### Exercise prompt:
Write out every line of the records below verbatim, omitting the pictures.

### Provided data:
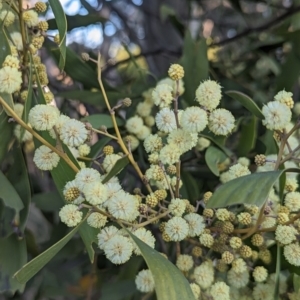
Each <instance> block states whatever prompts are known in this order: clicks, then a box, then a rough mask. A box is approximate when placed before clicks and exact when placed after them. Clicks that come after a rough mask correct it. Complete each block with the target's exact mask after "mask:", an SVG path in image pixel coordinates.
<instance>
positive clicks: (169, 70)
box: [168, 64, 184, 80]
mask: <svg viewBox="0 0 300 300" xmlns="http://www.w3.org/2000/svg"><path fill="white" fill-rule="evenodd" d="M168 75H169V76H170V78H171V79H173V80H179V79H181V78H183V76H184V69H183V67H182V66H181V65H179V64H172V65H171V66H170V68H169V70H168Z"/></svg>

### Result:
Each <instance> block states whatever prompts are known in this order: clicks, then a box, then a rough mask. A box is approximate when placed before clicks and exact when placed after them. Clicks that come after a rough mask correct it. Complete each block with the target's exact mask after "mask:", an SVG path in image pixel coordinates.
<instance>
positive clicks: (169, 70)
box: [168, 64, 184, 80]
mask: <svg viewBox="0 0 300 300" xmlns="http://www.w3.org/2000/svg"><path fill="white" fill-rule="evenodd" d="M168 75H169V76H170V78H171V79H173V80H179V79H181V78H183V76H184V69H183V67H182V66H181V65H179V64H172V65H171V66H170V68H169V70H168Z"/></svg>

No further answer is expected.